Task directions: Set out all of the data below as a Markdown table with the columns Row and Line, one numbered row per line, and skip any blank lines. Leave the pictures out of the table.

Data provided:

···

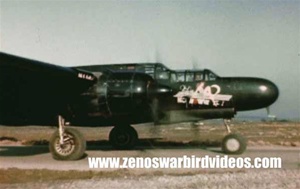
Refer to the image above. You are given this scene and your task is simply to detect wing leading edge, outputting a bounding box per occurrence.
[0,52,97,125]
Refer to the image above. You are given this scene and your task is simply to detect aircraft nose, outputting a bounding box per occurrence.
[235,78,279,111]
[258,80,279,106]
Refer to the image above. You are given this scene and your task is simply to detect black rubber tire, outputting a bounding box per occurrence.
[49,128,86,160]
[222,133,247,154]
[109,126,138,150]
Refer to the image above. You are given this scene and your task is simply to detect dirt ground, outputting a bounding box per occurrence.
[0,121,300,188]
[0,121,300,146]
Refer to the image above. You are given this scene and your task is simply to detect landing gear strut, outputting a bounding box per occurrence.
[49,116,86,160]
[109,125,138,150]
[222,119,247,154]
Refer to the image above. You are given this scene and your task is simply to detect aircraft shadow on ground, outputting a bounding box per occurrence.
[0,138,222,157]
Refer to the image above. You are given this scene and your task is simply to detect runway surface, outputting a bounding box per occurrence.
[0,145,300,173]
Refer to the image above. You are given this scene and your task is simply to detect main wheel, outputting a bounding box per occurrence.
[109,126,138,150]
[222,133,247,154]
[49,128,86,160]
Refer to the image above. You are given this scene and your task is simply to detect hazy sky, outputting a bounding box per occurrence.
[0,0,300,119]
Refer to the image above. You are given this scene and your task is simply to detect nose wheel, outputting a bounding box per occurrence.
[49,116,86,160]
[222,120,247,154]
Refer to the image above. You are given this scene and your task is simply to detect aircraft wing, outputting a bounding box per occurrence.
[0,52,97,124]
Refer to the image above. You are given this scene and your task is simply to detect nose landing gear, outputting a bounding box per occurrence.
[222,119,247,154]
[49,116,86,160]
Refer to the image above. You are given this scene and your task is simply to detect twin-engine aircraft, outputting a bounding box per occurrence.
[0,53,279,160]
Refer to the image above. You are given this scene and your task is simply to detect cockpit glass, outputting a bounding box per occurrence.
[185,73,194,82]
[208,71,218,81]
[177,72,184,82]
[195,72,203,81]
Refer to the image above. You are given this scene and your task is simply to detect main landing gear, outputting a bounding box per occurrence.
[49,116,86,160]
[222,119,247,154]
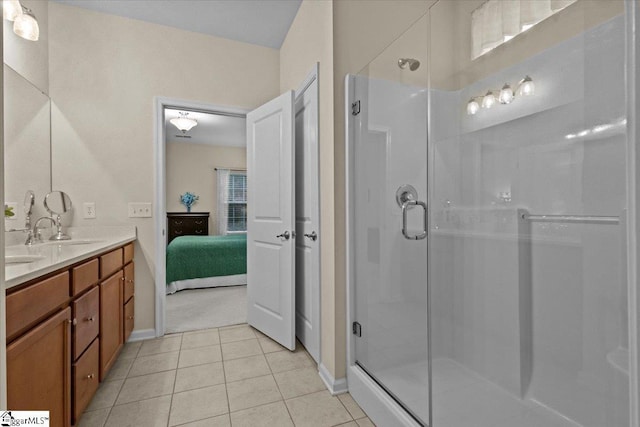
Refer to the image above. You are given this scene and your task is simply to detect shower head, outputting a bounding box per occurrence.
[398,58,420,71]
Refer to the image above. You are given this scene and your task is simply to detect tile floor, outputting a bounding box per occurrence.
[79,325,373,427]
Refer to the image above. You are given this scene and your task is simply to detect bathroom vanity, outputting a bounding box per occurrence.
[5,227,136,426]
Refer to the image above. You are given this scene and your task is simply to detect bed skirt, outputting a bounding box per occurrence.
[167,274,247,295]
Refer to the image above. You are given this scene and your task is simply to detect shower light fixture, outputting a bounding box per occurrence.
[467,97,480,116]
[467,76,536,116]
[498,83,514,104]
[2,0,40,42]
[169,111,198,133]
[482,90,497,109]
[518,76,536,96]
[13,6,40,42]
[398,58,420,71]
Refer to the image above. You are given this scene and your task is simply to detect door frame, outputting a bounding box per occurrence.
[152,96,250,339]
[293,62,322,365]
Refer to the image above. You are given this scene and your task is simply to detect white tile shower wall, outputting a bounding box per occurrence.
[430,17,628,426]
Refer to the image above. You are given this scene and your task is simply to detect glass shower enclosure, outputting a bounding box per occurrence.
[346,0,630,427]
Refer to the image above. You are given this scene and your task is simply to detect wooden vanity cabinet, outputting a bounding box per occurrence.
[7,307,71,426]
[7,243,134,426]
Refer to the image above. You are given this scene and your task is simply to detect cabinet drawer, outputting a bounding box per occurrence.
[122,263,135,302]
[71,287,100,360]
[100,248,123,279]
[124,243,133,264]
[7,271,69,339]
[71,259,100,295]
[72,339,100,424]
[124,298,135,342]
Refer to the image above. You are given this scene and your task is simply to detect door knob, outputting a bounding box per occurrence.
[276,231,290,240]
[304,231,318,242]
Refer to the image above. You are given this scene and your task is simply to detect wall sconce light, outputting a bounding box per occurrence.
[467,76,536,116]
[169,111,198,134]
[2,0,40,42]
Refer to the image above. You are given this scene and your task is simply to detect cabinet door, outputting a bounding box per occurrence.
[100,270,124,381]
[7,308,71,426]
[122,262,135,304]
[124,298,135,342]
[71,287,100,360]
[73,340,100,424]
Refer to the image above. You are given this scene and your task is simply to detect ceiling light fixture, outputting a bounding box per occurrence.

···

Reply:
| Row | Line |
|---|---|
| 1 | Refer to the image above. You are given this scene and your task is simply to detect wing leading edge, outputting a bounding box per occurrence. |
| 2 | [0,52,97,125] |
| 3 | Refer to the image above. You are given this scene and your task is simply to detect aircraft nose, outputting a bounding box per occurrence. |
| 4 | [235,78,279,111] |
| 5 | [258,80,279,106] |
| 6 | Refer to the image above. You are given this scene and your task is simply to detect black rubber tire, outputting a bounding box per occurrence. |
| 7 | [49,128,86,160] |
| 8 | [222,133,247,154] |
| 9 | [109,126,138,150] |
| 10 | Refer to the image above. You are given this scene and your task is simply to detect dirt ground, outputting a bounding box per occurrence. |
| 11 | [0,121,300,188] |
| 12 | [0,121,300,146] |
| 13 | Refer to the image above. You are given this scene and your task is simply to detect landing gear strut, outputting a bounding box per occurrence. |
| 14 | [49,116,86,160] |
| 15 | [109,125,138,150] |
| 16 | [222,119,247,154] |
| 17 | Refer to the image above. You are given this scene and your task is simply to detect aircraft shadow on ground, outputting a bounding box per occurrence. |
| 18 | [0,138,222,157] |
| 19 | Refer to the image above. You are given this scene and your task is simply to detect runway surface, outputting a bounding box per occurrence. |
| 20 | [0,145,300,173] |
| 21 | Refer to the image above. You are given this scene and your task is simply to detect main wheel, outputting a bounding box per occurrence. |
| 22 | [109,126,138,150] |
| 23 | [222,133,247,154] |
| 24 | [49,128,86,160] |
| 25 | Refer to the image above. You are given this scene and your task is simply to detect hazy sky, outputting a bounding box per occurrence. |
| 26 | [0,0,300,119] |
| 27 | Refer to the image above. You are given this scene and your task is simply to detect nose wheel, outputting a bounding box per occurrence. |
| 28 | [49,116,86,160] |
| 29 | [222,120,247,154] |
| 30 | Refer to the image above. You are given this scene and your task is simply to detect aircraft wing, outputting a bounding box per occurrence. |
| 31 | [0,52,97,124] |
| 32 | Refer to the image above. You are given this scene and your task is simply to detect nose landing gear, outputting a bounding box per occurrence. |
| 33 | [222,119,247,154] |
| 34 | [49,116,86,160] |
| 35 | Refer to the image above. You are given this scene and your task is simply to detect twin-engine aircraft, outputting a bounding box per occurrence. |
| 36 | [0,53,279,160] |
| 37 | Refer to the image above. You are given this scene and your task is simply to detect cockpit glass, outputting a bounding box per occurrence. |
| 38 | [185,73,194,82] |
| 39 | [208,71,218,81] |
| 40 | [177,72,184,82] |
| 41 | [195,72,203,81] |
| 42 | Refer to the image above. You are given this scene and your task is simply to detect main landing gear, outputting a bounding box per occurrence. |
| 43 | [49,116,86,160] |
| 44 | [222,119,247,154] |
| 45 | Refer to the image above. You are given this scene and your task is simply to detect shower head, outputting a bounding box per occurrence. |
| 46 | [398,58,420,71] |
| 47 | Refer to the image above. You are given this scene and your task is simply to detect tile floor, outputting a bounding box per occurrence. |
| 48 | [79,325,373,427] |
| 49 | Refer to the image above. You are given this scene and your task is simply to detect bathroom vanity, outputting a bounding box per occurrence. |
| 50 | [5,227,136,426] |
| 51 | Refer to the image above. You are given this scene and your task is simply to detect bed skirt, outputting a bounding box per occurrence. |
| 52 | [167,274,247,295] |
| 53 | Refer to the image above. You are given this scene and your task is simply to detect shower light fixture, outputting a bounding box per occurrence. |
| 54 | [467,97,480,116] |
| 55 | [467,76,536,116] |
| 56 | [498,83,514,104] |
| 57 | [2,0,40,42] |
| 58 | [169,111,198,133] |
| 59 | [482,90,497,109] |
| 60 | [518,76,536,96] |
| 61 | [13,6,40,42] |
| 62 | [398,58,420,71] |
| 63 | Refer to the image above. You are given this scene and your task is simply to detect door frame, outputting a bounding box per occurrence. |
| 64 | [152,96,250,339] |
| 65 | [293,62,322,365] |
| 66 | Refer to the image above. You are given this scene and your task is simply to detect white tile shower wall, outputting a bounding box per occurrence. |
| 67 | [430,17,628,426] |
| 68 | Refer to the image above. You are given this scene and your task is simply to detect glass shower enclosure, outputting a bounding box per occurrence. |
| 69 | [346,0,630,427] |
| 70 | Refer to the image above. You are given this scene and your task is simply to detect wooden vanity cabinet, outputting a bounding box per occurrence. |
| 71 | [7,307,71,426] |
| 72 | [7,243,134,426] |
| 73 | Refer to the image above. You are given this scene and your task is simply to detect cabinet drawer, outputting a bounding box per occurrence. |
| 74 | [122,263,135,302] |
| 75 | [71,287,100,360] |
| 76 | [100,248,123,279] |
| 77 | [124,243,133,264] |
| 78 | [7,271,69,339] |
| 79 | [71,259,100,295] |
| 80 | [72,339,100,424] |
| 81 | [124,298,135,342] |
| 82 | Refer to the image above. You are given this scene and your task is simply to detect door knob, outputting a bounding box per occurrence. |
| 83 | [276,231,290,240] |
| 84 | [304,231,318,242] |
| 85 | Refer to the image above. You are given this scene and your task is simply to detect wall sconce light, outputting a bounding box per occurrence. |
| 86 | [467,76,536,116] |
| 87 | [169,111,198,134] |
| 88 | [2,0,40,42] |
| 89 | Refer to the image above. You are given this scene and your task is simply to detect cabinet door, outputting a bounding box per occurrence. |
| 90 | [100,270,124,381] |
| 91 | [7,308,71,426] |
| 92 | [122,262,135,304] |
| 93 | [124,298,135,342] |
| 94 | [71,287,100,360] |
| 95 | [73,340,100,424] |
| 96 | Refer to the image above. You are given this scene and your task is simply to detect ceiling light fixture, outputting a bounding box per occurrence. |